§ **What to work on**
1. Set down, word for word, the passage of the workers' compensation Q&A that begins at the words "A – YES. The" and stops after "with an attorney.".
2. Resume the workers' compensation Q&A after its last sentence and carry it further.

Excerpted text below:

For an employee injured after 1/1/04, vocational rehabilitation no longer not exists. Therefore, if you are unable to return to work, you may be entitled to a “job displacement voucher” ranging from $4,000 to $10,000 which is payable to a school or training facility. This is not allowed to be cashed out as it is simply a voucher.
Q – If death were to result from my work related injury, are my dependents entitled to compensation?
A – YES. The surviving dependents (total or partial) may be entitled to any benefits that were accrued while the injured employee was alive. They may also be entitled to workers’ compensation death benefits, which include burial expenses if the death was job related. Surviving dependents should consult with an attorney regarding questions as to causation and the amount of such benefits as it varies with each case. Also, there are statute of limitations to file a death claim with the workers’ compensation appeals board and each potential case should be discussed immediately with an attorney.
Q– What should I do if my Workers’ Compensation case has been denied by the insurance carrier?
A – It is not uncommon for the insurance company to file a “Notice of Denial” stating that they are disputing your entire work-related injury claim for benefits or various portions of your claim for the requested monetary and/or health benefits. If your claim or any request for benefits has been denied, the insurer should notify you in writing and state the reasons as to why your benefits are denied. If your claim has been denied you should immediately contact a Workers’ Compensation attorney.
Q – I feel like I am being followed/videotaped, what should I do?
A – It is not uncommon for employees to be pressured by their employer, or defense’s doctor to return to work after sustaining a work related injury. A problem can occur when the employer believes that the injured worker can perform a modified/light duty job while still recovering from the work-related injury. The ultimate decision regarding the temporary disability status will be determined by the treating doctor. Many employers feel that if the employee can sit at home and perform light chores, they can sit at a desk and answer a phone or fill out paperwork.

End of Excerpted text.
Provided information below:

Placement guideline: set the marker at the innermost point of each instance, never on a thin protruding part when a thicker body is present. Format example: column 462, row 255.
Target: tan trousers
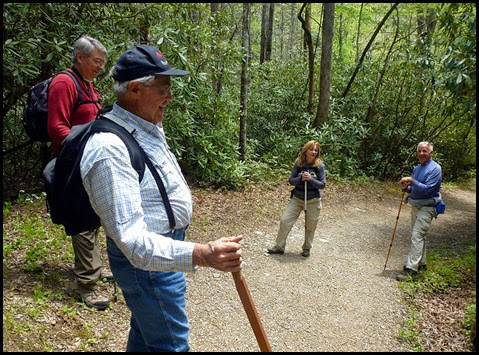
column 420, row 222
column 290, row 216
column 87, row 268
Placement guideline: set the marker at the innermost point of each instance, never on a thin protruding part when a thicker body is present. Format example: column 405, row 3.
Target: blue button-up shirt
column 132, row 213
column 427, row 180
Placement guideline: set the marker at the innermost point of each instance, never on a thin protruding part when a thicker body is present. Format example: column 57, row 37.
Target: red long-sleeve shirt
column 62, row 96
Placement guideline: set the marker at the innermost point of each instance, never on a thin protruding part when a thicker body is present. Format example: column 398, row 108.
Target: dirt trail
column 339, row 299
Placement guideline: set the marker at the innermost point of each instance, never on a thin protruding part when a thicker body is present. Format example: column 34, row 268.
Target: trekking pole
column 394, row 231
column 305, row 206
column 251, row 312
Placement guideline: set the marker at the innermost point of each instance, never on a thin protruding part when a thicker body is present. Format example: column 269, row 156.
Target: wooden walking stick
column 305, row 207
column 251, row 312
column 394, row 231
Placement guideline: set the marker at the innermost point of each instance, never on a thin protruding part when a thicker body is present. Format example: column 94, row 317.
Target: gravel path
column 339, row 299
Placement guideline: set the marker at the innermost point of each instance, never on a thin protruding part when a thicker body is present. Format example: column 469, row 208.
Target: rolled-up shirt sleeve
column 113, row 187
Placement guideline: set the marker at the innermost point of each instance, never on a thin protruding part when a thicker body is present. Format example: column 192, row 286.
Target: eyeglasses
column 163, row 91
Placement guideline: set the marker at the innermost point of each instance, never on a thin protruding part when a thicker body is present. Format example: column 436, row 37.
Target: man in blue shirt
column 147, row 257
column 423, row 188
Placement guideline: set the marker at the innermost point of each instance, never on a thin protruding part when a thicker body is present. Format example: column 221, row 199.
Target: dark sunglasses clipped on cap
column 144, row 60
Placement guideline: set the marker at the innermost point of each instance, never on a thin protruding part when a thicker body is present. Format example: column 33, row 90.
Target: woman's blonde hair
column 301, row 159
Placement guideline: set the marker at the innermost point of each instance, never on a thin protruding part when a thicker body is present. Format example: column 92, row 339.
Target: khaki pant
column 87, row 268
column 290, row 216
column 420, row 223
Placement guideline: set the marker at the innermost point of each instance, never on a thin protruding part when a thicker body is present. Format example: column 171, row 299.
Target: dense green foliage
column 419, row 87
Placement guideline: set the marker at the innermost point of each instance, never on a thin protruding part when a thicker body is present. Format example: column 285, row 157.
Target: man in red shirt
column 63, row 113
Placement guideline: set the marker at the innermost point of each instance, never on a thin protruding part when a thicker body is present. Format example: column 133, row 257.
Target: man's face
column 154, row 99
column 423, row 154
column 91, row 65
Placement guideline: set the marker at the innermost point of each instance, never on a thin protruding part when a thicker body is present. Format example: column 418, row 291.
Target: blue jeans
column 156, row 300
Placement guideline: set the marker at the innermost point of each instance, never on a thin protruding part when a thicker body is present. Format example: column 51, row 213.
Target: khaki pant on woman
column 87, row 268
column 290, row 216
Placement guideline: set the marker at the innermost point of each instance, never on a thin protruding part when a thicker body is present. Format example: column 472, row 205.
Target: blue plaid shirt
column 132, row 213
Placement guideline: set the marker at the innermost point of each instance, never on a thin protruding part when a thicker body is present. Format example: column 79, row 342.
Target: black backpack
column 67, row 199
column 35, row 115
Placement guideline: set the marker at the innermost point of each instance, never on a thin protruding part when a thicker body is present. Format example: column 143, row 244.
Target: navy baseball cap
column 143, row 60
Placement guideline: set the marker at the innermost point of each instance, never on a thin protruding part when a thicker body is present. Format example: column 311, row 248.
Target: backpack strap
column 77, row 85
column 110, row 123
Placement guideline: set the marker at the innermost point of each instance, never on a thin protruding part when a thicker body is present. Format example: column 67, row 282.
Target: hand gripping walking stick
column 251, row 312
column 394, row 231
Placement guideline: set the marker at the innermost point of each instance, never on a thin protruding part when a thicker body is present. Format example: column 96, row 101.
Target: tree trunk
column 264, row 21
column 291, row 30
column 306, row 24
column 269, row 33
column 367, row 49
column 216, row 71
column 244, row 81
column 326, row 55
column 359, row 27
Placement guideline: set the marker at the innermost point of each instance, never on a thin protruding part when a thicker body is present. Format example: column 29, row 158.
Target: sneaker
column 419, row 268
column 106, row 276
column 92, row 299
column 407, row 275
column 305, row 253
column 275, row 250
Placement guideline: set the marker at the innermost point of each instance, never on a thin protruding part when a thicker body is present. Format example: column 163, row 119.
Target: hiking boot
column 275, row 250
column 106, row 276
column 92, row 299
column 419, row 268
column 407, row 275
column 305, row 253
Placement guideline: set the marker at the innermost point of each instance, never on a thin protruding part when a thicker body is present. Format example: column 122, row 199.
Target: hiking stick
column 251, row 312
column 305, row 207
column 394, row 231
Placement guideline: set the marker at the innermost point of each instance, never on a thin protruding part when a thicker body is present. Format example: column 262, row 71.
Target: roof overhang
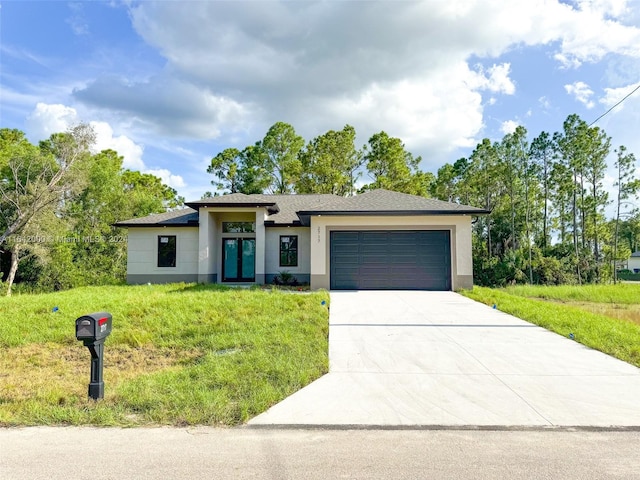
column 272, row 207
column 305, row 216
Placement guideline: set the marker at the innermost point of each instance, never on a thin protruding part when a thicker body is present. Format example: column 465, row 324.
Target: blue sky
column 170, row 84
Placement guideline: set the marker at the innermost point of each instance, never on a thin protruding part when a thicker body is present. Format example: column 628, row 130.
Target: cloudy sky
column 169, row 84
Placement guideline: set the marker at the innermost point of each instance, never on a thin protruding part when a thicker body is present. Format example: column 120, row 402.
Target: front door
column 238, row 259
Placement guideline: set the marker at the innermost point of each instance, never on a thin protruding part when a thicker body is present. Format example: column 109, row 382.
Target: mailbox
column 93, row 327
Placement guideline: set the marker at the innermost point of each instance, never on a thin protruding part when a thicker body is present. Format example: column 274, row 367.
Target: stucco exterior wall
column 458, row 225
column 633, row 263
column 142, row 255
column 272, row 253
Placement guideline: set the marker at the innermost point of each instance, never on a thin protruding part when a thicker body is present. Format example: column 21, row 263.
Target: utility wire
column 627, row 96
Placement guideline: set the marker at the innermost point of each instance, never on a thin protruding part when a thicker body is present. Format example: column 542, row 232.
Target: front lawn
column 591, row 314
column 179, row 354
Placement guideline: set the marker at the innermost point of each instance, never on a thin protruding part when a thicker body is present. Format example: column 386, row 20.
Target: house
column 376, row 240
column 633, row 263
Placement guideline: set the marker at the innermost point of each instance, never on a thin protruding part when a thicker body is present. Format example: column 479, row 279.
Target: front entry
column 238, row 259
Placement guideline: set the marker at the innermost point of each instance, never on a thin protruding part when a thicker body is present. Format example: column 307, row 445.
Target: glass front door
column 238, row 259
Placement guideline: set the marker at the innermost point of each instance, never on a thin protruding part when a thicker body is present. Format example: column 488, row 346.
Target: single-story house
column 633, row 263
column 375, row 240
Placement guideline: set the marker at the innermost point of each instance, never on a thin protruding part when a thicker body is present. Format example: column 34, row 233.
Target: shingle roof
column 292, row 209
column 184, row 217
column 386, row 201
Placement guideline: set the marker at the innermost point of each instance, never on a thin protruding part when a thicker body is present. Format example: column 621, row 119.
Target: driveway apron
column 408, row 358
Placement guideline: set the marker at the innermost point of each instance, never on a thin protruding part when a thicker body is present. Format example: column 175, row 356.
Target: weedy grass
column 614, row 336
column 621, row 293
column 179, row 354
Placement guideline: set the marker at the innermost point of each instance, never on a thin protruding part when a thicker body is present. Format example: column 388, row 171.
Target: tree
column 34, row 180
column 392, row 167
column 330, row 163
column 627, row 185
column 542, row 156
column 598, row 145
column 279, row 157
column 226, row 167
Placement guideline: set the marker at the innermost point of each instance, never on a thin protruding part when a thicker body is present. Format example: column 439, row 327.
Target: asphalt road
column 172, row 453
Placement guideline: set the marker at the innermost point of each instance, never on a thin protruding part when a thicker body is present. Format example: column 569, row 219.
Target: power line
column 627, row 96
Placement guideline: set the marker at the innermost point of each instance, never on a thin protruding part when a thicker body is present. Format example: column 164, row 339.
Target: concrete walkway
column 440, row 359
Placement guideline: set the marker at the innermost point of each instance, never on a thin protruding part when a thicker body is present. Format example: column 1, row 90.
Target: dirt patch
column 59, row 373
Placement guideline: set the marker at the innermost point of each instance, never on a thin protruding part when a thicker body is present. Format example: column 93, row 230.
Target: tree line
column 546, row 195
column 58, row 204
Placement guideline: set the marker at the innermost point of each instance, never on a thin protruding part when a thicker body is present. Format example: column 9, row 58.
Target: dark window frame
column 167, row 251
column 290, row 252
column 238, row 227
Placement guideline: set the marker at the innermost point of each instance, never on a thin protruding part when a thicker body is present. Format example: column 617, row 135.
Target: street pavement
column 69, row 453
column 403, row 358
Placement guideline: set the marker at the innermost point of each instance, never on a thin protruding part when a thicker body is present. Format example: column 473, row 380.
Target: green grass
column 616, row 337
column 622, row 293
column 179, row 354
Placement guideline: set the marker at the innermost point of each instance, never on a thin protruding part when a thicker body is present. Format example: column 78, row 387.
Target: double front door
column 238, row 259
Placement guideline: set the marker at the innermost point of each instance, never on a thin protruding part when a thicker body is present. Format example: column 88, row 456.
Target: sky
column 169, row 84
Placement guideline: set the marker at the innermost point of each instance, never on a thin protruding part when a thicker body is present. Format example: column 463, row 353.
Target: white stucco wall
column 633, row 263
column 142, row 251
column 460, row 225
column 272, row 254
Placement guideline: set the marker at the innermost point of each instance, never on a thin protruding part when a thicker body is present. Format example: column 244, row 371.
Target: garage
column 390, row 260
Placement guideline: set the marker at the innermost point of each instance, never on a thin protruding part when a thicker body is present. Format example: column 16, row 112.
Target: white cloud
column 509, row 126
column 615, row 95
column 581, row 92
column 168, row 178
column 47, row 119
column 234, row 69
column 127, row 148
column 496, row 79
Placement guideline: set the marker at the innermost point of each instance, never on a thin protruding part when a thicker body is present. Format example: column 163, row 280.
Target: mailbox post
column 93, row 329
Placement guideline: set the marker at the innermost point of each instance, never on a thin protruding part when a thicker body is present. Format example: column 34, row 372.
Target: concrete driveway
column 404, row 358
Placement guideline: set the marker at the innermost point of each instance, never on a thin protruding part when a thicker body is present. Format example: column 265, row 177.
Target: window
column 238, row 227
column 289, row 251
column 166, row 250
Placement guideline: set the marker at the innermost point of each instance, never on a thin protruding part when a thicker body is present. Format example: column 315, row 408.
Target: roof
column 186, row 217
column 296, row 209
column 380, row 201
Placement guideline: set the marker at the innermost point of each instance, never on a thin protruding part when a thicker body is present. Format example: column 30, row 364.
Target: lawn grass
column 621, row 293
column 179, row 354
column 613, row 336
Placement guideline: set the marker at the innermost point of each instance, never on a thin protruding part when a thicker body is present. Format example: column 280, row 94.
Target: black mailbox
column 93, row 327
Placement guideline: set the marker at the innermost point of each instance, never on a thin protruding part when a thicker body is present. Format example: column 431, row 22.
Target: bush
column 285, row 278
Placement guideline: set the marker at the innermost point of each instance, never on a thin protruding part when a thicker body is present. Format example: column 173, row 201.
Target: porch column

End of Provided information.

§ **Written answers**
1.
A – YES. The surviving dependents (total or partial) may be entitled to any benefits that were accrued while the injured employee was alive. They may also be entitled to workers’ compensation death benefits, which include burial expenses if the death was job related. Surviving dependents should consult with an attorney regarding questions as to causation and the amount of such benefits as it varies with each case. Also, there are statute of limitations to file a death claim with the workers’ compensation appeals board and each potential case should be discussed immediately with an attorney.

2.
Resulting from the employer’s desire to return the injured workers back to work as soon as possible, many employers initiate Sub Rosa investigation to determine if the employee is performing any type of physical activity that would be inconsistent with the temporary disability status. Sub Rosa is where a private investigator can follow you around or sit outside your home and video tape you. It would be wise to check your surroundings and be aware of your actions when out in public or in plain open view.
It is critical that the injured worker be in open communication with the treating doctor regarding any physical activity being performed. For example, an employee was walking his dogs up and down his block while recovering from a knee surgery. Sub Rosa was filmed and the footage showed him participating in this activity. The employee was thereafter fired for Workers’ Compensation fraud. During the investigation, the treating doctor indicated that if he had known that the employee could engage in walking, he would have stopped his temporary disability status and returned him to modified work.
It is important to understand the limitations/restrictions that you are placed on by your treating physician. You must act in accordance within the prescribed activities.
Be aware of what you are doing in public and what you are writing on any public forum. For example, if an employee who was unable to work due to a back injury, responded to a co-worker’s invite for their annual snowboarding trip via Facebook/Twitter this could be a very high risk. If the employer obtains this information, the injured worker could face an investigation for benefits abuse.
It is important to take the appropriate time and steps to recover from your work-related injuries as prescribed by your doctor. To insure the best possible recovery, you must protect yourself from any unnecessary investigation that might cause you harm.